Labeled contour entries:
________________

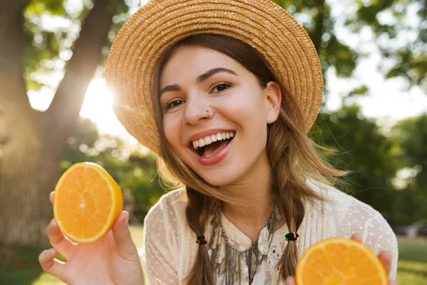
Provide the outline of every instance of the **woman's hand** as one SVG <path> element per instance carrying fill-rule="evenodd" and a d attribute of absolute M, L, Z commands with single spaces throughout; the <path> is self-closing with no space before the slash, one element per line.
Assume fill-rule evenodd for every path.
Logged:
<path fill-rule="evenodd" d="M 50 199 L 53 203 L 53 192 Z M 128 217 L 127 212 L 122 212 L 112 229 L 100 239 L 77 244 L 64 237 L 52 219 L 46 232 L 53 247 L 38 256 L 41 268 L 69 285 L 143 284 L 141 263 L 127 227 Z M 58 252 L 67 262 L 56 259 Z"/>
<path fill-rule="evenodd" d="M 362 237 L 359 234 L 353 234 L 352 237 L 352 239 L 362 243 Z M 378 258 L 381 260 L 386 271 L 387 272 L 387 276 L 390 273 L 390 268 L 391 267 L 391 254 L 389 252 L 381 252 L 378 255 Z M 286 285 L 296 285 L 297 282 L 295 281 L 295 277 L 288 277 L 285 281 Z M 394 280 L 389 279 L 389 285 L 397 285 L 397 282 Z"/>

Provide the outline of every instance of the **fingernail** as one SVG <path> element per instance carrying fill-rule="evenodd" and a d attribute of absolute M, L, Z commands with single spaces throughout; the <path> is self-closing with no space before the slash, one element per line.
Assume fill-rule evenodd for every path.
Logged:
<path fill-rule="evenodd" d="M 125 224 L 127 226 L 129 224 L 129 213 L 126 211 L 123 211 L 125 212 Z"/>
<path fill-rule="evenodd" d="M 49 252 L 49 252 L 49 251 L 48 251 L 48 250 L 47 250 L 47 249 L 46 249 L 46 250 L 43 250 L 43 251 L 41 252 L 41 256 L 42 256 L 42 257 L 46 257 L 46 256 L 47 256 L 49 254 Z"/>

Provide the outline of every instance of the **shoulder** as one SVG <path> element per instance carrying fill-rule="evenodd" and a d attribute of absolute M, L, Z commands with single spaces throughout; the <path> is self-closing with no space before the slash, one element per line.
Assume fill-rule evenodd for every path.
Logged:
<path fill-rule="evenodd" d="M 325 199 L 324 209 L 326 212 L 335 214 L 338 219 L 343 219 L 343 214 L 346 213 L 351 215 L 353 212 L 382 217 L 372 207 L 332 186 L 310 180 L 307 180 L 307 183 L 311 189 Z"/>
<path fill-rule="evenodd" d="M 178 222 L 180 218 L 185 217 L 186 204 L 187 198 L 184 188 L 167 192 L 148 211 L 144 220 L 144 226 L 158 227 L 162 224 Z"/>

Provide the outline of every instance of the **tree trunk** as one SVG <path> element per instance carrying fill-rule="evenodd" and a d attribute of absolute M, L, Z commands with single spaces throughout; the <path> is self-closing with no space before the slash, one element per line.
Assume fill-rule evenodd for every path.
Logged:
<path fill-rule="evenodd" d="M 59 163 L 88 86 L 101 62 L 113 14 L 110 2 L 95 3 L 44 113 L 31 108 L 22 78 L 22 9 L 11 17 L 11 28 L 0 31 L 0 41 L 7 38 L 7 45 L 0 43 L 0 246 L 48 244 L 46 228 L 53 217 L 49 192 L 59 177 Z"/>

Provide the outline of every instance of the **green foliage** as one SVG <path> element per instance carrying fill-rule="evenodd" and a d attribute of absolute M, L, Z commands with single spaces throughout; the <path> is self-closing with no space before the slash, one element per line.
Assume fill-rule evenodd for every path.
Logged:
<path fill-rule="evenodd" d="M 427 1 L 360 0 L 357 4 L 358 10 L 347 19 L 347 26 L 359 32 L 367 25 L 377 38 L 387 40 L 376 43 L 383 56 L 393 62 L 385 68 L 386 77 L 402 76 L 410 86 L 423 85 L 427 90 Z M 388 21 L 381 21 L 381 16 Z M 400 41 L 391 41 L 399 37 Z M 402 41 L 406 41 L 403 45 Z"/>
<path fill-rule="evenodd" d="M 375 122 L 364 118 L 354 105 L 318 117 L 311 135 L 334 167 L 349 170 L 347 177 L 354 196 L 379 210 L 394 224 L 391 179 L 396 170 L 394 144 Z"/>

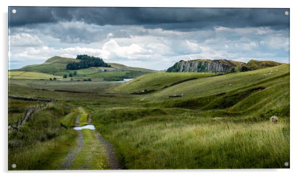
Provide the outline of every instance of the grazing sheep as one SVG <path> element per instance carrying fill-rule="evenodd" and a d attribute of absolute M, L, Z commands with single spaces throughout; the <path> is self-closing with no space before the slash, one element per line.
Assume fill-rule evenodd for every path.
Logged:
<path fill-rule="evenodd" d="M 270 122 L 273 123 L 276 123 L 278 122 L 278 117 L 276 116 L 272 116 L 270 117 Z"/>

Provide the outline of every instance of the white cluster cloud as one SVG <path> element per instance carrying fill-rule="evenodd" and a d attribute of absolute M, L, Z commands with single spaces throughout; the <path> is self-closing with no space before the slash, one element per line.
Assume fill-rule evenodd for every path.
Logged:
<path fill-rule="evenodd" d="M 87 54 L 128 66 L 166 69 L 181 60 L 253 58 L 288 62 L 288 30 L 269 27 L 190 31 L 104 26 L 83 22 L 11 29 L 11 68 L 43 62 L 54 56 Z"/>

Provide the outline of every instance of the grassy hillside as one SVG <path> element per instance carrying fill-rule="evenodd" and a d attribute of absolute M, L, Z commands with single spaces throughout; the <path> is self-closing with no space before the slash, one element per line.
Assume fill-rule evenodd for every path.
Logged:
<path fill-rule="evenodd" d="M 147 74 L 134 80 L 118 86 L 112 90 L 114 92 L 131 92 L 155 89 L 160 90 L 172 84 L 186 80 L 196 79 L 216 75 L 214 73 L 204 72 L 158 72 Z M 110 89 L 111 90 L 111 89 Z"/>
<path fill-rule="evenodd" d="M 94 121 L 130 169 L 287 168 L 289 66 L 201 78 L 135 96 L 136 106 L 96 107 Z M 276 124 L 269 122 L 274 115 Z"/>
<path fill-rule="evenodd" d="M 120 80 L 125 78 L 133 78 L 147 72 L 158 72 L 155 70 L 130 67 L 118 64 L 110 64 L 111 67 L 90 67 L 77 70 L 66 69 L 68 63 L 78 62 L 79 60 L 55 56 L 40 64 L 29 65 L 20 69 L 12 70 L 10 72 L 9 78 L 49 79 L 50 78 L 56 77 L 57 78 L 61 78 L 64 74 L 69 75 L 70 73 L 76 71 L 77 76 L 73 76 L 73 78 L 76 80 L 90 78 L 99 80 L 100 79 L 106 80 Z M 106 70 L 110 72 L 101 72 L 100 70 Z M 115 70 L 116 71 L 111 71 Z M 54 74 L 56 75 L 53 76 Z M 69 78 L 64 79 L 69 80 Z"/>
<path fill-rule="evenodd" d="M 70 148 L 59 142 L 72 144 L 76 135 L 64 130 L 60 122 L 68 124 L 69 117 L 74 120 L 76 114 L 66 118 L 64 115 L 70 112 L 63 114 L 62 109 L 82 106 L 93 111 L 92 123 L 113 144 L 125 168 L 289 168 L 284 165 L 290 162 L 289 64 L 215 74 L 149 73 L 124 84 L 12 80 L 9 94 L 51 99 L 57 108 L 35 116 L 35 120 L 24 130 L 25 132 L 34 130 L 30 138 L 22 132 L 10 135 L 11 160 L 20 156 L 19 163 L 27 162 L 25 168 L 41 169 L 47 164 L 45 157 L 51 157 L 51 152 L 61 154 L 63 158 Z M 196 78 L 188 80 L 192 78 Z M 144 89 L 156 90 L 129 94 Z M 26 108 L 33 106 L 11 102 L 9 118 L 13 124 Z M 25 107 L 19 110 L 22 105 Z M 57 112 L 62 113 L 45 133 L 38 134 L 41 128 L 31 126 L 41 126 L 40 120 L 46 122 L 43 126 L 49 126 L 50 122 L 45 118 L 52 118 L 51 114 Z M 270 122 L 272 116 L 278 116 L 277 123 Z M 52 134 L 50 132 L 57 136 L 41 142 L 44 134 Z M 32 140 L 29 142 L 32 145 L 20 147 L 27 142 L 19 140 L 24 136 Z M 55 143 L 48 146 L 51 142 Z"/>
<path fill-rule="evenodd" d="M 261 61 L 251 60 L 246 64 L 242 66 L 239 66 L 239 70 L 238 70 L 239 68 L 237 67 L 237 70 L 245 72 L 247 70 L 253 70 L 264 68 L 274 67 L 283 64 L 284 64 L 273 61 Z"/>
<path fill-rule="evenodd" d="M 125 65 L 122 64 L 119 64 L 108 63 L 108 64 L 110 64 L 112 68 L 117 68 L 118 70 L 133 70 L 133 71 L 145 72 L 159 72 L 158 70 L 156 70 L 146 69 L 146 68 L 141 68 L 127 66 Z"/>
<path fill-rule="evenodd" d="M 63 78 L 62 76 L 53 76 L 46 73 L 23 71 L 9 72 L 9 78 L 12 79 L 48 80 L 54 77 L 57 79 Z"/>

________________

SET EXERCISE:
Repeat everything from the start of the items down to the line containing "362 237 L 359", including that line, and leave the pictures out.

EXERCISE RESPONSE:
Provide the outline of every instance of the **woman's hand** as one SVG <path> element per instance carrying fill-rule="evenodd" and a d attribute of absolute M, L, Z commands with single spaces throughout; the <path> is self-closing with no space before the slash, one element per line.
Assume fill-rule evenodd for every path.
Logged:
<path fill-rule="evenodd" d="M 50 199 L 53 203 L 53 192 Z M 128 217 L 127 212 L 122 212 L 112 229 L 100 239 L 77 244 L 64 237 L 52 219 L 46 232 L 53 247 L 38 256 L 41 268 L 69 285 L 143 284 L 141 263 L 127 227 Z M 58 252 L 67 262 L 56 259 Z"/>
<path fill-rule="evenodd" d="M 362 237 L 359 234 L 353 234 L 352 237 L 352 239 L 362 243 Z M 378 258 L 381 260 L 386 271 L 387 272 L 387 276 L 390 273 L 390 268 L 391 267 L 391 254 L 389 252 L 381 252 L 378 255 Z M 286 285 L 296 285 L 297 282 L 295 281 L 295 277 L 288 277 L 285 281 Z M 394 280 L 389 279 L 389 285 L 397 285 L 397 282 Z"/>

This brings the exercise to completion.